(Provided records)

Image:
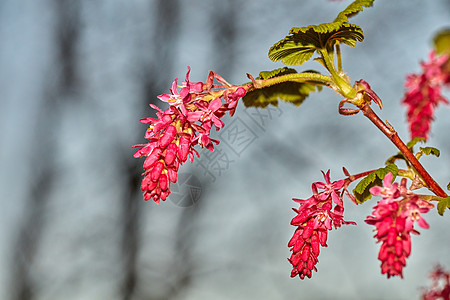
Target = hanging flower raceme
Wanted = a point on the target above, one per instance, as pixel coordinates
(188, 121)
(315, 217)
(424, 94)
(394, 217)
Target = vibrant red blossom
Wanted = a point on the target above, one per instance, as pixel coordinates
(314, 218)
(394, 216)
(424, 94)
(174, 133)
(440, 286)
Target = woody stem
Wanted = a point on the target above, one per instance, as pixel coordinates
(395, 139)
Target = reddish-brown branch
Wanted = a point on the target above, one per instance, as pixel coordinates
(393, 136)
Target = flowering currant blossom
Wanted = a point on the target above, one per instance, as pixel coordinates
(394, 216)
(315, 217)
(188, 121)
(424, 94)
(440, 287)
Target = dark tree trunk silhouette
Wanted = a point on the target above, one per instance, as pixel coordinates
(43, 165)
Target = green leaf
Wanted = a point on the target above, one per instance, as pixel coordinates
(430, 150)
(442, 41)
(353, 9)
(300, 45)
(442, 205)
(293, 92)
(361, 191)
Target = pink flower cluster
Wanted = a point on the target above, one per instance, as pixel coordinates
(424, 94)
(315, 217)
(394, 217)
(187, 122)
(440, 287)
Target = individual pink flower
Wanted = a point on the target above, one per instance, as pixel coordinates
(424, 94)
(394, 216)
(440, 286)
(314, 218)
(174, 133)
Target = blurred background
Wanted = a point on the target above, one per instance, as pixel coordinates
(76, 77)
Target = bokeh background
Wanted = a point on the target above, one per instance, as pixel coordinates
(76, 77)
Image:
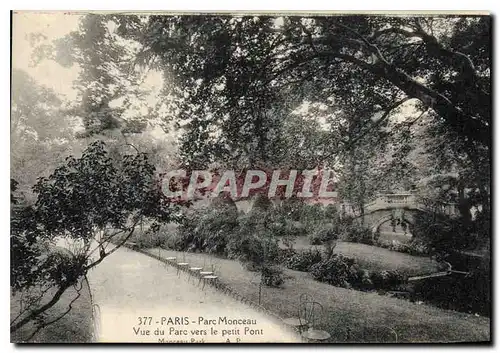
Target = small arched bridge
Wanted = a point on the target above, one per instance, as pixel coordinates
(401, 206)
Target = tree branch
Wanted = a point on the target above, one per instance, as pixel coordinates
(61, 316)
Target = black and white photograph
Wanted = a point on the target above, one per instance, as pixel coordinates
(251, 177)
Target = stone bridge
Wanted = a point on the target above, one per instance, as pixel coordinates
(401, 206)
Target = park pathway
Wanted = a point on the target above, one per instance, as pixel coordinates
(140, 299)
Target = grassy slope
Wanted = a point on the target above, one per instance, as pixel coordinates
(75, 327)
(378, 259)
(350, 316)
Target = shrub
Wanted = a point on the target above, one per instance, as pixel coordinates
(302, 261)
(324, 233)
(337, 270)
(207, 230)
(414, 247)
(387, 280)
(272, 276)
(356, 233)
(253, 240)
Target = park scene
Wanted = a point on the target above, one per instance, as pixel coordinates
(250, 178)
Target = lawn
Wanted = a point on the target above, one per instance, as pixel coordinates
(349, 315)
(378, 259)
(74, 327)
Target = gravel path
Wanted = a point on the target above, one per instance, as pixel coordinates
(140, 299)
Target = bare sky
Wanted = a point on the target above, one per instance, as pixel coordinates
(53, 25)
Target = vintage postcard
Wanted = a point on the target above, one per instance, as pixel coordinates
(250, 177)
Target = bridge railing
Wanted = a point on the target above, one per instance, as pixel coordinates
(407, 200)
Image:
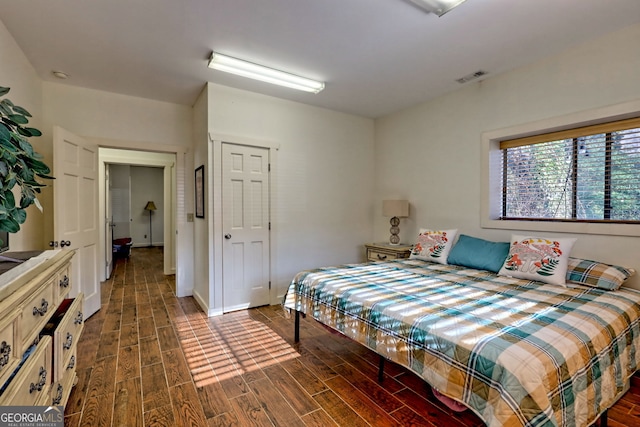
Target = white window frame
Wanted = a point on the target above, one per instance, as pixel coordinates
(491, 170)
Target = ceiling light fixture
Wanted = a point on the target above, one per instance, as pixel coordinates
(438, 7)
(243, 68)
(60, 74)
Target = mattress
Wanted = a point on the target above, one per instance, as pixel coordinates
(517, 352)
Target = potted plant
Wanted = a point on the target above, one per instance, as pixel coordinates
(19, 164)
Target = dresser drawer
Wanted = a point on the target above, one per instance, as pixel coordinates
(35, 314)
(67, 334)
(9, 357)
(32, 382)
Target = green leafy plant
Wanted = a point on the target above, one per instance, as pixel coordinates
(19, 164)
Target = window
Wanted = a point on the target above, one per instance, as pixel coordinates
(587, 174)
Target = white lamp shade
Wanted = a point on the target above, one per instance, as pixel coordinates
(393, 208)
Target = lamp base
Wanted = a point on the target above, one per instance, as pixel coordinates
(394, 239)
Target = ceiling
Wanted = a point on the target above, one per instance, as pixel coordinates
(376, 56)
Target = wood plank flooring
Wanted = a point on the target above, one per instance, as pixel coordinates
(148, 358)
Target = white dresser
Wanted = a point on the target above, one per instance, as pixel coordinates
(39, 330)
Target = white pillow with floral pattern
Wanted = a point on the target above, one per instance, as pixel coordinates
(433, 245)
(543, 259)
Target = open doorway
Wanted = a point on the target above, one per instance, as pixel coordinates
(122, 158)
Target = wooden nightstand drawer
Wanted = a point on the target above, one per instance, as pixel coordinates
(386, 252)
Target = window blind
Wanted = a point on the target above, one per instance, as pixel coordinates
(585, 174)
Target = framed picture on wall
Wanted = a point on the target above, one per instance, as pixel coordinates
(200, 192)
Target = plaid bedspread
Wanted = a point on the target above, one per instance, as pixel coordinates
(519, 353)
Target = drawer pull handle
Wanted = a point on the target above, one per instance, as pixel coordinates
(43, 379)
(58, 397)
(64, 282)
(5, 352)
(72, 363)
(44, 306)
(69, 342)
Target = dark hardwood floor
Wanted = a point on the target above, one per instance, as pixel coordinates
(148, 358)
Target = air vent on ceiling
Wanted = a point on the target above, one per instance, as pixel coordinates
(471, 76)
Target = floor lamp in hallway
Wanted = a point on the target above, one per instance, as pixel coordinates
(150, 207)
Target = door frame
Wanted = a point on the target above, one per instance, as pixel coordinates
(214, 214)
(181, 258)
(166, 161)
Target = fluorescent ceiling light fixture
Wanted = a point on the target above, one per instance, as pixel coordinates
(243, 68)
(439, 7)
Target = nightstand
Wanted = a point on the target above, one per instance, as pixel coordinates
(386, 251)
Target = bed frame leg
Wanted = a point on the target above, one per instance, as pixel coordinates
(381, 370)
(603, 418)
(296, 332)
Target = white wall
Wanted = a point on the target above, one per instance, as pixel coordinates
(26, 90)
(203, 255)
(121, 121)
(431, 153)
(322, 211)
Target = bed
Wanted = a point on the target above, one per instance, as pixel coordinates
(517, 352)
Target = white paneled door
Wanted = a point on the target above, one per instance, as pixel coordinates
(75, 194)
(245, 222)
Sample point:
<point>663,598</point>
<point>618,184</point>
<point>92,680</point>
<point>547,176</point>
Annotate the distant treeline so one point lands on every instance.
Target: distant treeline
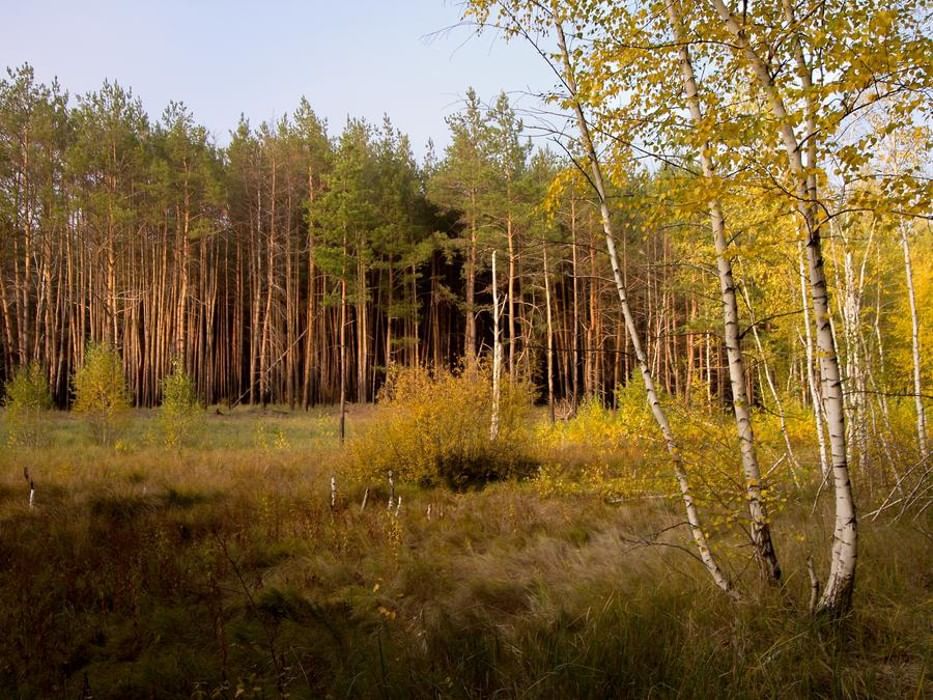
<point>255,264</point>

(End Provided records)

> [Task] Above are the records; copy exactly the lines from the line with "Target = white window frame" through the line with "Target = green leafy plant", both included.

> [Expected answer]
Target = white window frame
Wanted = a point on the target above, one per instance, as pixel coordinates
(491, 170)
Target = ceiling light fixture
Wanted = a point on the target above, one per instance, as pixel coordinates
(438, 7)
(243, 68)
(60, 74)
Target = mattress
Wanted = a point on the target above, one per instance, as pixel coordinates
(517, 352)
Target = potted plant
Wanted = a point on the target above, one per instance, as pixel coordinates
(19, 164)
Target = dresser drawer
Wanted = a point on the target above, one per instance, as pixel coordinates
(35, 314)
(67, 334)
(9, 357)
(32, 382)
Target = green leafy plant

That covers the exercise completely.